**Extract provided**.
In the midst of a book known as Judges, there is a story of a man with incredible strength. He would frequently stand alone against armies of his enemies, and kill them all. On one occasion, he is said to have killed a lion in bare handed single combat. In the end, he brought down the house, toppling the support pillars so that the roof would collapse on the enemies who had captured him. His name, of course, is Samson.
If you know the story of Samson, you probably know that his strength was in his hair. Actually it wasn’t, really. His strength came from the fact that he was dedicated to God, and that dedication was displayed by the fact that he had never cut his hair. We have a long story in which the beautiful Delilah keeps nagging him for the secret of his strength, and he keeps inventing something, and she does that to him only to discover that that’s not it. Finally he tells her that it’s because his hair has never been cut, so when he is asleep she shaves his head, and he has no more strength, and is easily captured by his enemies and made a prisoner and a spectacle until his hair grows back and he does his little demolition scene.
Hold that thought.
Greek mythology tells us of another man named Achilles. According to this story, somehow mom found her way to the shore of the river that separates the dead from the living, known as the Styx, and she dipped her infant son into its waters. She was very careful not to touch the waters herself, and so she had to hold him by some part that would not itself be immersed in the water. She chose to hold him by his heels. The consequence of having been dipped in this river, of having been that close to death and life at the same time at so young an age perhaps, was that Achilles was invulnerable. No weapon could pierce his skin; no attack seemed able to harm him. He became a great warrior.
In the end, however, he was killed in battle. Someone found his weak spot, his Achilles’ Heel, as it has been known since then. An arrow pierced the one spot his mother had been unable to protect.
We spoke of The Scottish Play back in the article on Prophecy, and how MacBeth thought himself invulnerable because no man of woman born could harm him, and the wood would never come to Dunsinane. He most clearly illustrates my thought. He believed himself invulnerable, and he acted like it. Achilles, too, thought himself indestructible, and suffered the consequences of overconfidence. I mentioned Samson first, because I can’t help thinking that he, too, thought himself undefeatable, someone who could always take all comers. I’m not convinced he actually knew that he would lose his strength if Delilah cut his hair. He had never been without his strength. He probably said this to placate her, but did not realize he was selling himself to the Philistines. The text tells us that when Delilah woke him and told him that his enemies were upon him, he charged into them as if he fully expected to defeat them once again. Since it seems doubtful that someone who had never once in his life cut his hair didn’t notice that his head had been shaved while he was asleep, he must have thought that that thing about the hair was just another way to get the woman to be quiet and let him sleep. His weakness was a complete surprise.

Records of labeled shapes

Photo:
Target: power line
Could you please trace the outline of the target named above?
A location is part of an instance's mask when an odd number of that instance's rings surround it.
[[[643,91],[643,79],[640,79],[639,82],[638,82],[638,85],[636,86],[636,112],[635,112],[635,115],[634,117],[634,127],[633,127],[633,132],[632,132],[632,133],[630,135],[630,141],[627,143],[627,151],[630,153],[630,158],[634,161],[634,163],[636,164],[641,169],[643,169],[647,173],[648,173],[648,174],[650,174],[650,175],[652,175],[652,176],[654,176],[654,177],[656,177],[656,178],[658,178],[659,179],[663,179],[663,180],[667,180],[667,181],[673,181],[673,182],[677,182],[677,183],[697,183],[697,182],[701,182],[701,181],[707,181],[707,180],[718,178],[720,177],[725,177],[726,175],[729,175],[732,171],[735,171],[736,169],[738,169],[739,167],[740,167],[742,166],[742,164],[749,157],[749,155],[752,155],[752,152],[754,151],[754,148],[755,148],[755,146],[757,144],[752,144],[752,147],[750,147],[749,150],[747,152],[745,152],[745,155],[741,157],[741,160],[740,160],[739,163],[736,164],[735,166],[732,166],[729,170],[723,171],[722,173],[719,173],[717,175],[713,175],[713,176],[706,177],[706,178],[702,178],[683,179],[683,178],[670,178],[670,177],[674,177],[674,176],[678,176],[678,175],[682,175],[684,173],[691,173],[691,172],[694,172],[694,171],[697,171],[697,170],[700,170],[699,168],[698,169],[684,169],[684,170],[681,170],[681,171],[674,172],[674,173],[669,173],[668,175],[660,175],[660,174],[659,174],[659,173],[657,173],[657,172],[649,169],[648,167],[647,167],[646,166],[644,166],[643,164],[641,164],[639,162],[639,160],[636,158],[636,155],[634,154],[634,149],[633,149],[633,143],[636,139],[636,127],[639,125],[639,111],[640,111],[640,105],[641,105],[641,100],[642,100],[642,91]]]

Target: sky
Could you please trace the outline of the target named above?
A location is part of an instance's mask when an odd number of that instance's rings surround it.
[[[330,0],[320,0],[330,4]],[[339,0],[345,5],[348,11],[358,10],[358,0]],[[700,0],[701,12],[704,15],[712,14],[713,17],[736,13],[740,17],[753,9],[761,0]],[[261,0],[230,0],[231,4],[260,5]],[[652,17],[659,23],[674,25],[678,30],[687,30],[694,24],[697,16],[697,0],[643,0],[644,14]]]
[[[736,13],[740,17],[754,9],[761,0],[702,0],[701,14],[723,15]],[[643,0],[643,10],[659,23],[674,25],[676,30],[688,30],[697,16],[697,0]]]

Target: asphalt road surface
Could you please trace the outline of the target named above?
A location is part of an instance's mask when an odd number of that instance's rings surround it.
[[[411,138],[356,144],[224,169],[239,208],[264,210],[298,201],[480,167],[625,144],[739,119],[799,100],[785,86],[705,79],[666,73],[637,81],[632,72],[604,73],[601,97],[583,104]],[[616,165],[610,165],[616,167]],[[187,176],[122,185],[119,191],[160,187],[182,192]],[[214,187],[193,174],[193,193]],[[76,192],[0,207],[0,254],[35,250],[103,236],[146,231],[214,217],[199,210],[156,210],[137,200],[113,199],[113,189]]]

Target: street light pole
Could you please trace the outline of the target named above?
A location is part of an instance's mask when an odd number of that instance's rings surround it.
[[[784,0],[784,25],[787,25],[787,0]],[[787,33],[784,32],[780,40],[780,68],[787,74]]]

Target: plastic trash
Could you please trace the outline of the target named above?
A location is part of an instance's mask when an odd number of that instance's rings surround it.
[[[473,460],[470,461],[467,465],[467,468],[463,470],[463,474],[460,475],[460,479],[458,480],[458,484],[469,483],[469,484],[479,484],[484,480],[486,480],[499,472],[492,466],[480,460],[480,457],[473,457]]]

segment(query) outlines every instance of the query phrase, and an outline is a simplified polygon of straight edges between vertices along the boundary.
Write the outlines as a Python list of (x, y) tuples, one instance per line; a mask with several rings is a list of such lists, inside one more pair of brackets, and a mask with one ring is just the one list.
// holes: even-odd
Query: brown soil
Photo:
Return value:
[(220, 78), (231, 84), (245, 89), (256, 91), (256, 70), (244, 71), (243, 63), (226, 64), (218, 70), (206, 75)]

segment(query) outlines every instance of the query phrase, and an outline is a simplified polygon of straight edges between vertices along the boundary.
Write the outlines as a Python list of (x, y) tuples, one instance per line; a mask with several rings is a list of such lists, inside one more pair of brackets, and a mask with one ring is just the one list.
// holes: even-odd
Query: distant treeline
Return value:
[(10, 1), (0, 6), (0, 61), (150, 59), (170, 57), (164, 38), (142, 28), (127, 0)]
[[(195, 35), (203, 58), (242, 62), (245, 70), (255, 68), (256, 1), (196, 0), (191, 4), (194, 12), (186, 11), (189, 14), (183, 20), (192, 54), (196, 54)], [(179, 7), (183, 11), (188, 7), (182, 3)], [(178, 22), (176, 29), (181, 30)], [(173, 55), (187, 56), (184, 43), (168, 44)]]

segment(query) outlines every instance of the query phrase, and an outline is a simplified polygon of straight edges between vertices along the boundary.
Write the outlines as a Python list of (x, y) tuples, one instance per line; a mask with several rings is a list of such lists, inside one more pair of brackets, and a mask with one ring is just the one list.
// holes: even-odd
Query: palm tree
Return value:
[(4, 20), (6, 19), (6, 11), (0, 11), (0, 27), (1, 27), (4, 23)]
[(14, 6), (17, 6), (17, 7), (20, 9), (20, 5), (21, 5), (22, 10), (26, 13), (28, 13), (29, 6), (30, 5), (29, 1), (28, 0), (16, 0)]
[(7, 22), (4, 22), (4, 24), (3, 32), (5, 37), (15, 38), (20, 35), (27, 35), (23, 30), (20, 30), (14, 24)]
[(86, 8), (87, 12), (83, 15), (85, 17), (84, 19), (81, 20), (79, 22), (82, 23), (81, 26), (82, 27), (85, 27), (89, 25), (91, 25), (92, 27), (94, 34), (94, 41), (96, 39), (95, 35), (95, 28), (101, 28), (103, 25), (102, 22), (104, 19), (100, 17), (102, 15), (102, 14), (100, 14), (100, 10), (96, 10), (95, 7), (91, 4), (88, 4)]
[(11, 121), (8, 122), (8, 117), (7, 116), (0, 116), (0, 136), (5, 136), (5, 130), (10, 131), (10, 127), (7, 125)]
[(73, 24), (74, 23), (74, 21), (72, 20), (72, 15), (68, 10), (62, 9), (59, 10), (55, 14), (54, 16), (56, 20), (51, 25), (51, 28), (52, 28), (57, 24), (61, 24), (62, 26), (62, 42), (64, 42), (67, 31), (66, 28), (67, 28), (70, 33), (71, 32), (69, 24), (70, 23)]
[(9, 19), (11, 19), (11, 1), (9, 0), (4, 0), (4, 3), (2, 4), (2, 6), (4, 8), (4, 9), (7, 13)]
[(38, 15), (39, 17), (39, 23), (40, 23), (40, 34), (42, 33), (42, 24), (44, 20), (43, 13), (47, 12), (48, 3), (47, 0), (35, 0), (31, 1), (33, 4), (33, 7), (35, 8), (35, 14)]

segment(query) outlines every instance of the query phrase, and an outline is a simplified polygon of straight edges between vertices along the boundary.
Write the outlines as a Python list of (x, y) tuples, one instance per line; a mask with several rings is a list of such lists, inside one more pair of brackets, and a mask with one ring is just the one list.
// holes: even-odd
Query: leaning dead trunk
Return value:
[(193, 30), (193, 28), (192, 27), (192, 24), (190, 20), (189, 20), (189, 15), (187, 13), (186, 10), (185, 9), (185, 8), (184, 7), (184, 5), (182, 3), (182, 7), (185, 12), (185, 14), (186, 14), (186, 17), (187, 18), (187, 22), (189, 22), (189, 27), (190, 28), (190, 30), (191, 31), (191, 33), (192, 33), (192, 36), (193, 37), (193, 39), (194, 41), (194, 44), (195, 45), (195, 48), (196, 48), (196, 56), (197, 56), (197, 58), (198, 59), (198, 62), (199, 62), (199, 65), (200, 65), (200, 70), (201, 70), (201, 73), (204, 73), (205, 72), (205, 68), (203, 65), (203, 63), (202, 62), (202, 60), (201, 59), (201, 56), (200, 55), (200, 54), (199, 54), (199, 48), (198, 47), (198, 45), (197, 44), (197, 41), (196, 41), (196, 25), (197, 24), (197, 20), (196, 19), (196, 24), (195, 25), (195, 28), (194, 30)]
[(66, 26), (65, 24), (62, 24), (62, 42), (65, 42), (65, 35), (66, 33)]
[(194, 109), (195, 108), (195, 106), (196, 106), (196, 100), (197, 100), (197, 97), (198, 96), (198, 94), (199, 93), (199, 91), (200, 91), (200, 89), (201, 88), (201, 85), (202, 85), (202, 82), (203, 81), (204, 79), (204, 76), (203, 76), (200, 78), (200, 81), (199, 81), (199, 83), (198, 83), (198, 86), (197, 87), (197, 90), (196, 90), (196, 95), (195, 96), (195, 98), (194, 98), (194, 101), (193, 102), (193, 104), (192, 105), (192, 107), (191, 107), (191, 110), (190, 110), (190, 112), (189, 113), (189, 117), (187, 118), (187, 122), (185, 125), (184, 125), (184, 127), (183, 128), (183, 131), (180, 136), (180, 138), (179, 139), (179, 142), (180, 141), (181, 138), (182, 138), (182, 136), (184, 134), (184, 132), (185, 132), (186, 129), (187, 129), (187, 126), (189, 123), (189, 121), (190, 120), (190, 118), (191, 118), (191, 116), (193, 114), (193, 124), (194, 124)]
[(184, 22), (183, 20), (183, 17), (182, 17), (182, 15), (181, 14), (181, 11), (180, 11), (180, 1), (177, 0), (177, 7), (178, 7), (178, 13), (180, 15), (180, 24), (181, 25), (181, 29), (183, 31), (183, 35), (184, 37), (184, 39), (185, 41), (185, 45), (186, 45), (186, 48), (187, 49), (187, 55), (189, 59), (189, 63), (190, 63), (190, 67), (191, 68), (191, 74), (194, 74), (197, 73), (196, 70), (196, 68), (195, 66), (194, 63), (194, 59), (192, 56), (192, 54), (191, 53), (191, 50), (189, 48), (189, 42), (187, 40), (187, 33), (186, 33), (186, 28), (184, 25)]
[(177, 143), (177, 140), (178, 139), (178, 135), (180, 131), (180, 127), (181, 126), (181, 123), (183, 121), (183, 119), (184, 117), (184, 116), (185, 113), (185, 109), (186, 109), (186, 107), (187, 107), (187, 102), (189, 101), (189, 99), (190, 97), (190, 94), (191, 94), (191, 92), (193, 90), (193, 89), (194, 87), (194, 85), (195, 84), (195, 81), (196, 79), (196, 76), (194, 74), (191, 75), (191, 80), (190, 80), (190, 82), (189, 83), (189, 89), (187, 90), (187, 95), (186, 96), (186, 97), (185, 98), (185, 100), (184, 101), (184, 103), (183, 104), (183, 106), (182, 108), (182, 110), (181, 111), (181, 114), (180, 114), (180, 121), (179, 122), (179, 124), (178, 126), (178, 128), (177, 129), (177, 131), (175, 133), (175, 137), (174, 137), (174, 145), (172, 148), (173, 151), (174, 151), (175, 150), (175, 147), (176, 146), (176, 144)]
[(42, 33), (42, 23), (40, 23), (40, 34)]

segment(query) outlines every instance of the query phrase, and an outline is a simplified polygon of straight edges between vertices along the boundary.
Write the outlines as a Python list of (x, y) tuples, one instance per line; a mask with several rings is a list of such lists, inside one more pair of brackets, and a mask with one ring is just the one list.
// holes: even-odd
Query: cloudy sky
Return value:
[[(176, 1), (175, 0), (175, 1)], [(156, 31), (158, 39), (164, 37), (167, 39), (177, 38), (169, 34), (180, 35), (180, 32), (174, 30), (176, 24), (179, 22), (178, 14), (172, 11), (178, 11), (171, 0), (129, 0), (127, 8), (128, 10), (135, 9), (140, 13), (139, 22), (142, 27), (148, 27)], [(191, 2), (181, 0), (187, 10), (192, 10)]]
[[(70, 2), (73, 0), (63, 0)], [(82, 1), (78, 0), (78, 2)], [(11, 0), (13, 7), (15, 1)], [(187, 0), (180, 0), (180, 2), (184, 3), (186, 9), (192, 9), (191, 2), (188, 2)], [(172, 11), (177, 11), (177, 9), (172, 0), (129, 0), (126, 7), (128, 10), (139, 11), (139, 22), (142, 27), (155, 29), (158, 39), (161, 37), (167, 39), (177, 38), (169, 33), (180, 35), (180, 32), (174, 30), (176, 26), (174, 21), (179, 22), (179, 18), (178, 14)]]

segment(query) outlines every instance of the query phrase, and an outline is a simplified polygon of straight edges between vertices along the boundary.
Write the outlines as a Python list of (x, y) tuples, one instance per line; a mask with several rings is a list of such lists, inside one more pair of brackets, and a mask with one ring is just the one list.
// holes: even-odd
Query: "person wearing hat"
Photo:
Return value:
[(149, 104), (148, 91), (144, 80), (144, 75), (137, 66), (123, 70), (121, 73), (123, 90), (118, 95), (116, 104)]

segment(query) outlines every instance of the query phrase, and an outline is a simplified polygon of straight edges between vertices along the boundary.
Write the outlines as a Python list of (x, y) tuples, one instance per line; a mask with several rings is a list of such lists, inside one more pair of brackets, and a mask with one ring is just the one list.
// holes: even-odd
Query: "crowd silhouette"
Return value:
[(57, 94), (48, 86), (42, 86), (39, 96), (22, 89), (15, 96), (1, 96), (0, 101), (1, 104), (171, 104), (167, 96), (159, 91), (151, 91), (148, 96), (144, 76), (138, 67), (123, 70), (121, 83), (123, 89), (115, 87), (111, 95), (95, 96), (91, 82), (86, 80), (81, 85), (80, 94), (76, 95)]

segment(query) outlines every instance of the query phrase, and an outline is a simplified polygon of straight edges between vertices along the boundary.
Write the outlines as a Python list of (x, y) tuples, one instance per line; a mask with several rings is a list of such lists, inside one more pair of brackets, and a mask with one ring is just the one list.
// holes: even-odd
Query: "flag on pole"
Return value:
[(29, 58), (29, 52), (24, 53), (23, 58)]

**Task details**.
Pick up the essay about invulnerable heroes and keep writing from its final sentence. These rows have no connection to the essay about invulnerable heroes.

**Result**.
From these three examples, at least, it would appear that people who believe themselves invulnerable will take greater risks. As they do so, they uncover their vulnerability. It is inevitable, in a sense. If you think yourself indestructible, there is less reason for caution. If there is a weakness of which you are unaware, eventually you will find it, or someone else will find it for you.
I’d wager this has appeared at the gaming table of more than one of my readers. It has at mine, and not just in Multiverser games. Players who perceive that for one reason or another their characters aren’t going to die will often push the envelope, to see how far they can go and get away with it. I have seen players send their characters on nonsensical quests, attack overwhelming adversaries, attempt impossible feats. Some, like The Last Starfighter’s Navigator First Class Grig, perhaps always wanted to fight a desperate battle against incredible odds. There are those, however, who just want that feeling of invincibility afforded them by a quirk in the rules.
Maybe that’s all right. For some, it’s a viable way to play, a way to boost self-confidence through the illusion of success against the reality of the impossibility of failure. Yet you might find it more interesting to give these characters Samson’s hair, MacBeth’s charm, Achilles’ heel–that something of which they are unaware that will bring them down abruptly and unexpectedly.
Then just let it play out.
In the movie Unbreakable, Samuel L. Jackson tells Bruce Willis that every superhero has a weakness. It seems to hold true in the comics. Kryptonite can kill Superman, and the Green Lantern is helpless against (of all the possible silly things) the color yellow. It is not unreasonable for a powerful character to have a hidden weakness, nor even for that weakness to be unknown and even completely unsuspected by himself.
This gives a wonderful plot up to the moment when someone stumbles on the weakness. Of course, that might not be the end even so. Achilles and MacBeth died when their weak points were uncovered; but Samson survived as prisoner long enough to recover his strength and take vengeance. Superman has been exposed to kryptonite enough times that his arch nemesis Lex Luthor suffered radiation poisoning from handling it (for those who didn’t know, apparently it wasn’t entirely safe for humans as had so long been thought); yet each time he survived, escaped, and triumphed. The character whose weakness is uncovered is in some ways the stronger character: he now knows that he’s got a vulnerability, something he must protect, whether by keeping it secret or by defending it particularly or by some other means. He is the not quite invulnerable character who has just enough fear to make him interesting. He is the more interesting because he once thought himself invulnerable, and others may still believe it, but he has discovered that he is not and must deal with that fact. Whether it is someone seeking his aid who doesn’t understand his reluctance to face a danger that doesn’t seem significant to someone so powerful, or someone trying to find a weapon to use against him, the secret becomes central to who he is.
Next week, something different.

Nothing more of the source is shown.